Johnson Faces Another Badger State Senate Battle

By many measures, it should be a good year to run for reelection as an incumbent Republican U.S. senator. 

Twenty-one GOP-held Senate seats are up for reelection this midterm cycle and 14 Democratic-held seats are up—all in states that President Joe Biden won in 2020. Wisconsin is one of only two states—along with Pennsylvania—that Biden won and where Republican senators are mounting reelection campaigns this year. Biden won the Badger State by a slim 20,000 votes out of more than 3 million cast.

But Democrats are eager to parlay Wisconsin’s 2020 support for Biden—even if marginal—into a critical loss for incumbent Republican Sen. Ron Johnson and boost chances of hanging onto control of the Senate in November. Johnson is arguably the most vulnerable GOP incumbent on the ballot this cycle. Even with Biden’s low approval in the state, Johnson has not seemed to benefit by comparison: His favorability in state polling is underwater and has not shown much improvement. 

The Democratic Party is poised to drop millions to try and unseat Johnson in November. But his supporters warn against underestimating the sophomore senator, who has previously demonstrated an ability to emerge from sagging poll numbers. He has survived grim odds in cycles that looked a lot worse for Republicans, particularly in 2016. 

“I would never, ever in Wisconsin bet against Johnson,” former Rep. Reid Ribble, a Wisconsin Republican, told The Dispatch. “There’s nobody on the campaign trail that works harder than he does. If he can pick up some of the suburban voters that voted against Trump in 2020 he’ll be fine.”

Wisconsin’s primary comes late in the cycle, on August 9 (Johnson faces no Republican competition). In addition to the Senate contest, voters will also weigh in on contests for governor, the state assembly, attorney general, and secretary of state, and political watchers said they expect that engagement will be high due to the high-profile Senate and governor’s races.

“We are one of the most perennially competitive states in the country for elections,” Jason Stein, research director of the Wisconsin Policy Forum, told The Dispatch. Voters in the state know, he said, that “sometimes in Wisconsin even statewide elections are decided by very slim margins.”

Johnson entered the political scene as a Tea Party disrupter with a fiscally conservative message and has developed into a fervent Donald Trump devotee.

He mounted his first race in 2010 as a political outsider: He was a wealthy businessman and CEO of a polyester and plastics manufacturer, with a relatively unknown profile.

That year, he swept the Republican primary and went on to defeat incumbent Democrat Russ Feingold by capturing 52 percent of the vote, running on a Tea Party message. He tapped into voters’ frustration with the Obama administration’s approach to health care, big spending, and the Democratic establishment’s control of Washington.

Fast-forward to the 2016 cycle: Johnson began his reelection campaign as “the most vulnerable senator on the map,” according to the Washington Post. Poor favorability ratings dogged him through much of the race, but by November, he’d tightened his favorability number to a dead heat with Feingold and won the election by a razor’s edge—50.2 percent of the vote.

(Referring expression pointing data)
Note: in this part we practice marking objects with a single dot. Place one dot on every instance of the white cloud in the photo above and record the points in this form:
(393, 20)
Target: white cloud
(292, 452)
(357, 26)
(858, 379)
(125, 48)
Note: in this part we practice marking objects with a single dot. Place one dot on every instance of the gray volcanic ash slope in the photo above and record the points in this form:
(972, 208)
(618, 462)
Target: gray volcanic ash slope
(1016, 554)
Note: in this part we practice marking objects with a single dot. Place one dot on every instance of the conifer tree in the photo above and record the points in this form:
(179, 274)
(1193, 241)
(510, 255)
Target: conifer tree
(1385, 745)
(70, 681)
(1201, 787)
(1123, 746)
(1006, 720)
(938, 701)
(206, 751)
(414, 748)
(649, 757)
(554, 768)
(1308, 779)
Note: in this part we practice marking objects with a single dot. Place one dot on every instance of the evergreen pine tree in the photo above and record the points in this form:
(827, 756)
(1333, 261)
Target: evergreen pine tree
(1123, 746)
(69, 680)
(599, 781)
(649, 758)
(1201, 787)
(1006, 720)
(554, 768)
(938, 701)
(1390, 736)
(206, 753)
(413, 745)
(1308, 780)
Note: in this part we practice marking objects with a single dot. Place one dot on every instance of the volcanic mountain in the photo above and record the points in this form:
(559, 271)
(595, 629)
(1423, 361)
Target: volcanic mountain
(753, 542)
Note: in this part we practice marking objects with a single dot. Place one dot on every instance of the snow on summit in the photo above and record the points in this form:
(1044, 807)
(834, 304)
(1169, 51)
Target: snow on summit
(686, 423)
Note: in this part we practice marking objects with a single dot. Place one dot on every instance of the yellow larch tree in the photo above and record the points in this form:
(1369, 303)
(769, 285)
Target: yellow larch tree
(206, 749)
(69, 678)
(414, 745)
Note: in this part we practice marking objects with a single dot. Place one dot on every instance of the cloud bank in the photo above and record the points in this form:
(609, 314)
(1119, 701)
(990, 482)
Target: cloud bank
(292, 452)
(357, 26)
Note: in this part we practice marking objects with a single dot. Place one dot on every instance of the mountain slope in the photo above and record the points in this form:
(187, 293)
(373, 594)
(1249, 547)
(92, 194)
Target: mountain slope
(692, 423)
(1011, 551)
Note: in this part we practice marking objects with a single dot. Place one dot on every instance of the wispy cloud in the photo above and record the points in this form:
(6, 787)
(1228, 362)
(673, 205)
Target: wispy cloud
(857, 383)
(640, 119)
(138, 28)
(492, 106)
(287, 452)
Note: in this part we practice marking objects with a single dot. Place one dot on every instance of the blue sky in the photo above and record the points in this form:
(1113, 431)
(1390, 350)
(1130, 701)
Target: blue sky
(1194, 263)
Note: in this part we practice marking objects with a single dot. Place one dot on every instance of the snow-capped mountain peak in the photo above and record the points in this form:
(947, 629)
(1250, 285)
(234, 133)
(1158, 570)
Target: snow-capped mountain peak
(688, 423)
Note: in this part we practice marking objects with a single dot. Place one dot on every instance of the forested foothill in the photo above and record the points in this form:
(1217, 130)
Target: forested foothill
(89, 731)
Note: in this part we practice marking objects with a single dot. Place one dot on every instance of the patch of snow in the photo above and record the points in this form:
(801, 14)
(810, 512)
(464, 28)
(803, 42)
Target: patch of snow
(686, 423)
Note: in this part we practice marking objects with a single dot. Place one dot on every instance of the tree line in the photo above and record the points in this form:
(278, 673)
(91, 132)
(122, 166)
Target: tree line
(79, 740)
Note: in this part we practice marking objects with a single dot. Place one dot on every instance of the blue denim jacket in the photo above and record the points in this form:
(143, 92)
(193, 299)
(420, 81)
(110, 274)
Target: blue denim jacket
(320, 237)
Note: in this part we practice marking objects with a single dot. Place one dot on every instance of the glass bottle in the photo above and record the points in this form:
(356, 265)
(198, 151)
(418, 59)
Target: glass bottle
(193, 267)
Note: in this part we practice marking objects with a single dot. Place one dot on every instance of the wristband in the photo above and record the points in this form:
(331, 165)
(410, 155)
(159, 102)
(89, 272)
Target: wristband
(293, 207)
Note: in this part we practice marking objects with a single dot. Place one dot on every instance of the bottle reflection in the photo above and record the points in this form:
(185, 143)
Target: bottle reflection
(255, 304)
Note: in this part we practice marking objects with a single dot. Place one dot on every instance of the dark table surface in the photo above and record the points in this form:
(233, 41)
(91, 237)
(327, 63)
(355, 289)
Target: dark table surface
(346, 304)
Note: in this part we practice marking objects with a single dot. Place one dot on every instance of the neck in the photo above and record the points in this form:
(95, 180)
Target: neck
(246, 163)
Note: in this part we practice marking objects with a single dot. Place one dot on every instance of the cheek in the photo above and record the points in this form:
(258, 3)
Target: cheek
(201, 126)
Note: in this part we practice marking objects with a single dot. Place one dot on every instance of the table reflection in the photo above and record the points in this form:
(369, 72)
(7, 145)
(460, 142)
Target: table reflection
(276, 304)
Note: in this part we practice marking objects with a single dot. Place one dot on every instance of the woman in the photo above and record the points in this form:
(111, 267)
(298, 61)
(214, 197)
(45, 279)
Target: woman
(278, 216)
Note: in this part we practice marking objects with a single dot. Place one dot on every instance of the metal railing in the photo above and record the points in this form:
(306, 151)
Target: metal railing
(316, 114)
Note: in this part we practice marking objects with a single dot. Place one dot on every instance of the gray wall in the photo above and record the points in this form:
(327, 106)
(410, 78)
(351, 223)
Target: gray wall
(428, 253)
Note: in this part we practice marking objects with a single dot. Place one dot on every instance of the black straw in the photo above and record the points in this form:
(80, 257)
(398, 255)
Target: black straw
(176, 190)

--

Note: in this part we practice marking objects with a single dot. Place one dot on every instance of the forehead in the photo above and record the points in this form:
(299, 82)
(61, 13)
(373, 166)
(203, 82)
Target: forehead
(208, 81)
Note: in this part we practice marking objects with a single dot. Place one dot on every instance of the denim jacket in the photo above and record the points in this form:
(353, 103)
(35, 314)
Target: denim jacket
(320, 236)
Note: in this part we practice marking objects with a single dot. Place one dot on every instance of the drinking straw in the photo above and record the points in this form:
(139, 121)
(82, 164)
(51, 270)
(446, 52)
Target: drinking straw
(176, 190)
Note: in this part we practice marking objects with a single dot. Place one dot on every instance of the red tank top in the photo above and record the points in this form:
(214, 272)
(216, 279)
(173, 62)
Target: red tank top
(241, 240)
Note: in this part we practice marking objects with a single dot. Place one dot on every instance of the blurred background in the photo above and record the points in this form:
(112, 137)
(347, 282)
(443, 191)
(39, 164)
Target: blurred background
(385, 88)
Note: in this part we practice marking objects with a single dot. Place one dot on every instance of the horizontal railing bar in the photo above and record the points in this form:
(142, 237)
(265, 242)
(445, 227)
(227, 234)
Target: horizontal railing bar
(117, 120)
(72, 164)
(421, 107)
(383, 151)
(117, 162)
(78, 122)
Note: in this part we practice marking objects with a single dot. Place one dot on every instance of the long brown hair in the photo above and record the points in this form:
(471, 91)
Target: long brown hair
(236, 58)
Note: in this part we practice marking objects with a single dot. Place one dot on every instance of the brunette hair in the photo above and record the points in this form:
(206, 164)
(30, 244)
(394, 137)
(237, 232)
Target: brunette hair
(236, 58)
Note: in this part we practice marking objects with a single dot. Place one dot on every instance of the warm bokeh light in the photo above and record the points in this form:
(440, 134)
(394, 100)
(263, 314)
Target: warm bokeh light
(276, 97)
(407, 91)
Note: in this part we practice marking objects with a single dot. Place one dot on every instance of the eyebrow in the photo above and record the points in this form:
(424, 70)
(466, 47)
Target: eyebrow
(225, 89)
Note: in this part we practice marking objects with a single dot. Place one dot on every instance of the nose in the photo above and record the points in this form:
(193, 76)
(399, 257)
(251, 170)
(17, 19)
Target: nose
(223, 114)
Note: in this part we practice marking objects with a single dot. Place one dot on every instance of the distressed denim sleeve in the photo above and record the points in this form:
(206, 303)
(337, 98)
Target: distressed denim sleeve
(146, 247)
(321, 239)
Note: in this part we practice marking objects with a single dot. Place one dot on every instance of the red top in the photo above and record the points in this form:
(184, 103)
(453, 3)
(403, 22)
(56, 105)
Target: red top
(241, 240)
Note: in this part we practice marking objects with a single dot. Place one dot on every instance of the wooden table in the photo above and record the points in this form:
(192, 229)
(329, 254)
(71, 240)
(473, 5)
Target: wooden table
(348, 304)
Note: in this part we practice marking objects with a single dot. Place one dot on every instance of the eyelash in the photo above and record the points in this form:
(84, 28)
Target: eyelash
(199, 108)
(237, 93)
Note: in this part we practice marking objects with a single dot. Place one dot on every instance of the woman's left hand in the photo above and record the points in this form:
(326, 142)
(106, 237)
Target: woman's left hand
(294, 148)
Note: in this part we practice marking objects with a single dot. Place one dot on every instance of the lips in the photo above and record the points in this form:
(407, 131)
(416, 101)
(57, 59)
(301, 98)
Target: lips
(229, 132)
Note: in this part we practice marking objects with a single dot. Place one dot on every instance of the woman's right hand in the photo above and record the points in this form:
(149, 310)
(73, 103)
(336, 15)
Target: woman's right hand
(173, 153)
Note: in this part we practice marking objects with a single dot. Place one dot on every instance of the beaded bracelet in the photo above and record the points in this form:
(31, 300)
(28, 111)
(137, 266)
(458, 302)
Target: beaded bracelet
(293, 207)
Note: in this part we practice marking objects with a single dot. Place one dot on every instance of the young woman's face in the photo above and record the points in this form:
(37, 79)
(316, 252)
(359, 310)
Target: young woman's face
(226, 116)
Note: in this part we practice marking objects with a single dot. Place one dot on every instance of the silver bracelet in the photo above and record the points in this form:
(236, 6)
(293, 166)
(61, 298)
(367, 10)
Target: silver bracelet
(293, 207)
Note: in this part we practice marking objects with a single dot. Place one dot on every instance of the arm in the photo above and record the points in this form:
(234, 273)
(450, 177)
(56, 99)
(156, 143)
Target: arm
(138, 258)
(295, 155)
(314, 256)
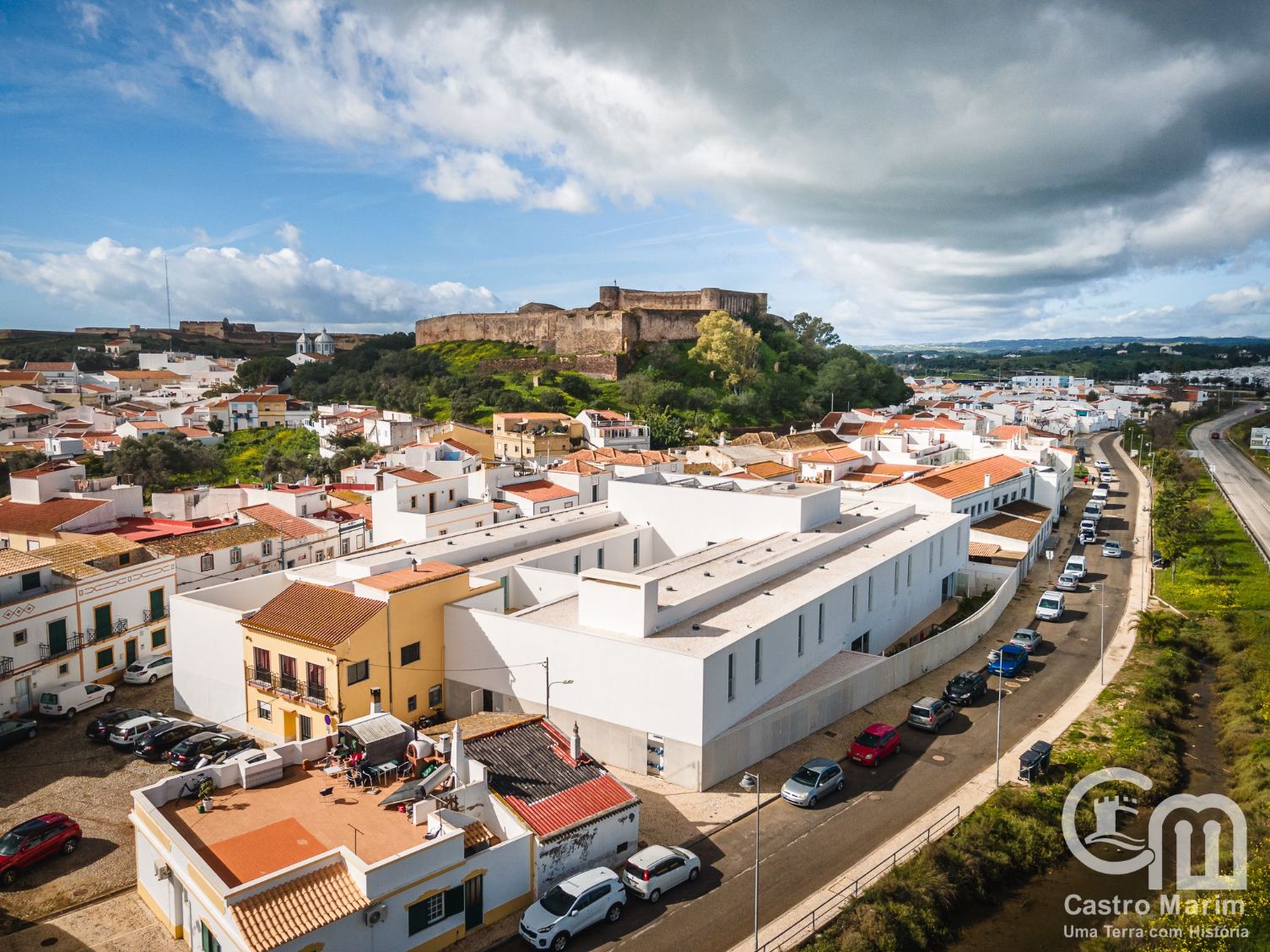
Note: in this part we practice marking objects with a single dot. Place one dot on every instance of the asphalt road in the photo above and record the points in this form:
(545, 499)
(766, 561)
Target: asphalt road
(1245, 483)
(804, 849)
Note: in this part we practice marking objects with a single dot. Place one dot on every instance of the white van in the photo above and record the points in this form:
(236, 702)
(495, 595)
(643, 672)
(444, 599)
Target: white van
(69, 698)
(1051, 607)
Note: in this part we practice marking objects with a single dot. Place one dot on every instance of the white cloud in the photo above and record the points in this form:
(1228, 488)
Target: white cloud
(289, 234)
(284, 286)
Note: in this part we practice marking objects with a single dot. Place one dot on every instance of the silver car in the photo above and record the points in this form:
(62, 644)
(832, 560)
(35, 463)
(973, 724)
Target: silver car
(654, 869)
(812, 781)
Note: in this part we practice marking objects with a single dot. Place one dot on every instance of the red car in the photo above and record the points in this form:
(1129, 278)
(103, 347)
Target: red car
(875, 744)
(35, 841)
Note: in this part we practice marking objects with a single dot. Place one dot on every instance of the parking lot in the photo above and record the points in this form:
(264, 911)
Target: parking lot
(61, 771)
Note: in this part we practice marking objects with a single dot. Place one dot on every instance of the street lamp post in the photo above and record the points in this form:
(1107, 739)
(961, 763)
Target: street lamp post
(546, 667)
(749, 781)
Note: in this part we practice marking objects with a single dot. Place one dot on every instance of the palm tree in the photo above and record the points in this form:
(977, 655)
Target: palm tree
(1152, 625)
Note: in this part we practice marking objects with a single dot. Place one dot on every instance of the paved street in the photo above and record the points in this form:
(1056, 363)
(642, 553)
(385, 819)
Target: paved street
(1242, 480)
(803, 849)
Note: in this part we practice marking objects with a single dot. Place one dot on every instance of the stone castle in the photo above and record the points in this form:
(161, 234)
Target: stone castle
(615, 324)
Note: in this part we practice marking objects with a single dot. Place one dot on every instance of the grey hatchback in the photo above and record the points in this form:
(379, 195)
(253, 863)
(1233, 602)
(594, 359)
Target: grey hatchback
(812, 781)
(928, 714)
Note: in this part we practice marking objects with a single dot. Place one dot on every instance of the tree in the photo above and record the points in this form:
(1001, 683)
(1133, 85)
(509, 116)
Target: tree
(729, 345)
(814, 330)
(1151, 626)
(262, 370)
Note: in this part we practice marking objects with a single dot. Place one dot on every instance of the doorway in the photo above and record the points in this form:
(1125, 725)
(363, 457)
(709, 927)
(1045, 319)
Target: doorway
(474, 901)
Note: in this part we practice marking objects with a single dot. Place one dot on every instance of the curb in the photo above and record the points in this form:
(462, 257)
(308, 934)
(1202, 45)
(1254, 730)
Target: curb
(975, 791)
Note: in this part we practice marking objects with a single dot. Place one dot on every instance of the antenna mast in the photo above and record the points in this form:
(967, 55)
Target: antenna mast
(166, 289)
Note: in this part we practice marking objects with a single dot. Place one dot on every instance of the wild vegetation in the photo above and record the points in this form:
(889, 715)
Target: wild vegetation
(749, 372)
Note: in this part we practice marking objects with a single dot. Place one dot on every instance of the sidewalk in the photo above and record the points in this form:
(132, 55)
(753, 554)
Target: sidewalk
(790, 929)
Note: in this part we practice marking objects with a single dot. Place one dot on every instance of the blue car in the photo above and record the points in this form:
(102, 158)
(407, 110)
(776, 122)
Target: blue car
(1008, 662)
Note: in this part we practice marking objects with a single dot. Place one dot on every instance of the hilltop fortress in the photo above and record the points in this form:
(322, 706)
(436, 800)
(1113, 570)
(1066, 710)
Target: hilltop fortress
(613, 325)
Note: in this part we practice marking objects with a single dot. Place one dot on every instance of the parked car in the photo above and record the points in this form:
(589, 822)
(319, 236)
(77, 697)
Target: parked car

==

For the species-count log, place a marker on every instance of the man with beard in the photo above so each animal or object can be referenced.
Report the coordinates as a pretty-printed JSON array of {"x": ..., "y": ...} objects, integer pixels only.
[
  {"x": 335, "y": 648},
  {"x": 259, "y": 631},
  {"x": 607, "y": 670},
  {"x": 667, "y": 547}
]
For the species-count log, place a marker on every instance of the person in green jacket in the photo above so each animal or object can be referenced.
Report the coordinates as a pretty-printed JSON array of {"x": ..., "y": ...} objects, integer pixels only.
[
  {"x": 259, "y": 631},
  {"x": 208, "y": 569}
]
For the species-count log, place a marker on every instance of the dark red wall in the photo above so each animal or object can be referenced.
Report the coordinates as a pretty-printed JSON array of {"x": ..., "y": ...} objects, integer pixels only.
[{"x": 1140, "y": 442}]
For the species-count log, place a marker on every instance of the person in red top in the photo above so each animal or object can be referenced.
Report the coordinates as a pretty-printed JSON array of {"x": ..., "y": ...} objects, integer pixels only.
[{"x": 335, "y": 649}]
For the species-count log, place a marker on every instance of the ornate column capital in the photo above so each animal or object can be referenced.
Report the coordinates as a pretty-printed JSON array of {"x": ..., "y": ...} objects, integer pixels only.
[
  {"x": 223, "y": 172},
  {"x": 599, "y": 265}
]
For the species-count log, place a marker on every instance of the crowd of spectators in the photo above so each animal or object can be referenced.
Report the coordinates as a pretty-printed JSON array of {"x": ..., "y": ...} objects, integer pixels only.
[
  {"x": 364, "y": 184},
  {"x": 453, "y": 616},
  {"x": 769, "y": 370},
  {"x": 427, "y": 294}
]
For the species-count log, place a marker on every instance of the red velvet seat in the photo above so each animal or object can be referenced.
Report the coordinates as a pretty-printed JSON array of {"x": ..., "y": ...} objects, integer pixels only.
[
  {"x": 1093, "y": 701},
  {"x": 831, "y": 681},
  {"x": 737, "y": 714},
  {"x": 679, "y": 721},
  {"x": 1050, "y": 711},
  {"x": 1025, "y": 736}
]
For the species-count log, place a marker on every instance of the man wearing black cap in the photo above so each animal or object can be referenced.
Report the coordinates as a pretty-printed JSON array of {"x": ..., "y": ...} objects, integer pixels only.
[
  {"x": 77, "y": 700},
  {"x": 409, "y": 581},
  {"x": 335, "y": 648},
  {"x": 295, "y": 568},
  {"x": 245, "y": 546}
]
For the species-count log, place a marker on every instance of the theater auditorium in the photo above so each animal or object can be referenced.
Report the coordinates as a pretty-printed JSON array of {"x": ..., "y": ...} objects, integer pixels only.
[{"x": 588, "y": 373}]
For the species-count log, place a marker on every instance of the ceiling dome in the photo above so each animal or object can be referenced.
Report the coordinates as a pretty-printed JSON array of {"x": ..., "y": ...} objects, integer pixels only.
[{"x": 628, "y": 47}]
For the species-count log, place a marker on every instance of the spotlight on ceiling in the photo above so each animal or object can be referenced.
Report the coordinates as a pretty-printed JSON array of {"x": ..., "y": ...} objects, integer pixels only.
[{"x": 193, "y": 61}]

Exercise instructions →
• A. In the article on Ron Johnson's Senate race, by how many votes did Biden win Wisconsin in 2020?
• B. Pick up the article on Ron Johnson's Senate race after its last paragraph and keep writing.
The listing comes from a separate source.

Task-by-task outputs →
• A. By a slim 20,000 votes, out of more than 3 million cast.

• B.
Six years later, Democrats once again view Johnson as the most vulnerable incumbent.

They have the data on their side. Marquette Law School’s polling—described by University of Wisconsin-Madison politics and law professor Kenneth Mayer as the state’s “gold standard” of polling—shows that a high share of voters view Johnson in a negative light.

An analysis of polling in the Milwaukee Journal Sentinel noted that during Johnson’s last reelection campaign, his net favorability ratings rose from minus-11 in fall 2015 to plus-1 by March 2016. By contrast, this cycle, Johnson’s ratings were at minus-7 last summer. The number sank to minus-12 this February, and as of the latest poll in April, stands at minus-10. The state party crowed at the modest improvement, but it’s too soon to tell whether it represents a turnaround for Johnson.

“He’s been on a steady decline of net favorability since the end of 2019,” pollster Charles Franklin, director of the Marquette Law School Poll, told The Dispatch. “This trajectory runs through all of 2020, all of ‘21, so far all of ‘22. We’re not talking about a blip or an outlier.”

Compared to 2016, Johnson also has less of a window to impress voters unfamiliar with him. In 2016, Franklin noted, around 35 percent of voters counted themselves as unfamiliar with Johnson: “But the ‘don’t know’s’ went down, and the favorables went up with almost no change in unfavorables. He converted ‘don’t know’s’ into favorables in that recovery period.”

But currently, the “haven’t heard enough” combined with the “don’t knows” on the question of Johnson’s favorability count for 18 percent of responders—half of 2016’s number.

“There’s a much smaller pool of people he could convert into favorables,” Franklin concluded. “The trend from 2019 has been almost entirely a growth in unfavorables.”

Likely fueling the net negative image of Johnson is a series of controversies sure to come up throughout the rest of the campaign.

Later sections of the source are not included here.